Copy out each of the records below line for line, without changing a single character.

--- Begin ---

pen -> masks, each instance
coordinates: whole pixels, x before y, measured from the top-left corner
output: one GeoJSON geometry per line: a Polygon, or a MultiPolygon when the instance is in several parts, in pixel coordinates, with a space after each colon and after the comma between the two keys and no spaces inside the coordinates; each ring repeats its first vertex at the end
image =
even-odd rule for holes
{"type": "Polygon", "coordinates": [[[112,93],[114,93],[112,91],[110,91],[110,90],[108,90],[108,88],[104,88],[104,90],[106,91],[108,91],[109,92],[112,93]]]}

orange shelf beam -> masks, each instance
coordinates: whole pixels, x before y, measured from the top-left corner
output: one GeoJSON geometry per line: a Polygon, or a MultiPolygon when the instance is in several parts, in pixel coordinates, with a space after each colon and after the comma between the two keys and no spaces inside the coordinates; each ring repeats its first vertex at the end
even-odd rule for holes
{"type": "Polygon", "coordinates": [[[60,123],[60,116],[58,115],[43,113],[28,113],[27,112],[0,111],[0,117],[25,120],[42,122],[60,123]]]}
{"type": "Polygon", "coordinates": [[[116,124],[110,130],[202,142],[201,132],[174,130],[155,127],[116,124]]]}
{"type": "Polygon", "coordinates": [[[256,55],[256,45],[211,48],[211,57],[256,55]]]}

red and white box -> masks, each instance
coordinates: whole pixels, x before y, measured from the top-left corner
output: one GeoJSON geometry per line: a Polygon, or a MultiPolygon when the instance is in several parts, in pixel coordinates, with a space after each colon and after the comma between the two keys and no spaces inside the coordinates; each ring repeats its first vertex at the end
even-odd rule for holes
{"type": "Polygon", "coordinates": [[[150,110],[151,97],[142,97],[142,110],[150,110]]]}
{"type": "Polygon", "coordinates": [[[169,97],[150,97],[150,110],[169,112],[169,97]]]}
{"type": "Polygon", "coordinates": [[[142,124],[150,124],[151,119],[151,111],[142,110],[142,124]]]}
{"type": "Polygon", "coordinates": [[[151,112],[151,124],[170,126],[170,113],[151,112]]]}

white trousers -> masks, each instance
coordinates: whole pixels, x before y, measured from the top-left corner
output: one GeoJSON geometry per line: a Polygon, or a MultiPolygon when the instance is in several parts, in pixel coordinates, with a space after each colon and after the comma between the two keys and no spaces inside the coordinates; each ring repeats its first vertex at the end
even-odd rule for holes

--- End ---

(Output of the exercise)
pen -> masks, each instance
coordinates: whole pixels, x before y, measured from the top-left corner
output: one GeoJSON geometry per line: a Polygon, or a MultiPolygon when the instance is in several parts, in pixel coordinates, with a space after each colon and after the comma between the two keys and no spaces inside the coordinates; each ring repeats its first vertex at the end
image =
even-odd rule for holes
{"type": "Polygon", "coordinates": [[[112,93],[114,93],[112,91],[110,91],[110,90],[108,90],[108,88],[104,88],[104,90],[106,91],[108,91],[109,92],[112,93]]]}

orange shelf beam -> masks, each instance
coordinates: whole pixels, x before y, measured from the top-left corner
output: one GeoJSON geometry per line: a Polygon, or a MultiPolygon when the instance is in several parts, in pixel coordinates, with a space after each colon and after the comma between the two keys and no spaces inside the coordinates; each ring repeats its first vertex at the end
even-odd rule for holes
{"type": "Polygon", "coordinates": [[[60,123],[60,116],[58,115],[43,113],[28,113],[27,112],[0,111],[0,117],[25,120],[42,122],[60,123]]]}
{"type": "Polygon", "coordinates": [[[116,124],[110,130],[202,142],[201,132],[174,130],[155,127],[116,124]]]}
{"type": "Polygon", "coordinates": [[[256,55],[256,45],[211,48],[211,57],[256,55]]]}

red and white box -> masks, each instance
coordinates: whole pixels, x before y, measured from the top-left corner
output: one GeoJSON geometry per line: a Polygon, or a MultiPolygon when the instance is in several parts, in pixel coordinates, with a space after each colon and after the comma between the two keys and no spaces inside the coordinates; each ring repeats its first vertex at the end
even-odd rule for holes
{"type": "Polygon", "coordinates": [[[150,110],[151,97],[142,97],[142,110],[150,110]]]}
{"type": "Polygon", "coordinates": [[[169,97],[150,97],[150,110],[169,112],[169,97]]]}
{"type": "Polygon", "coordinates": [[[142,124],[150,124],[151,119],[151,111],[142,110],[142,124]]]}
{"type": "Polygon", "coordinates": [[[151,112],[151,124],[170,126],[170,113],[151,112]]]}

white trousers -> masks, each instance
coordinates: whole pixels, x before y, measured from the top-left corner
output: one GeoJSON geometry per line: a Polygon, or a MultiPolygon when the instance is in several parts, in pixel coordinates, with a space after each colon and after the comma between the two keys and no spaces inside the coordinates; each ring repeats its first vertex at the end
even-odd rule for holes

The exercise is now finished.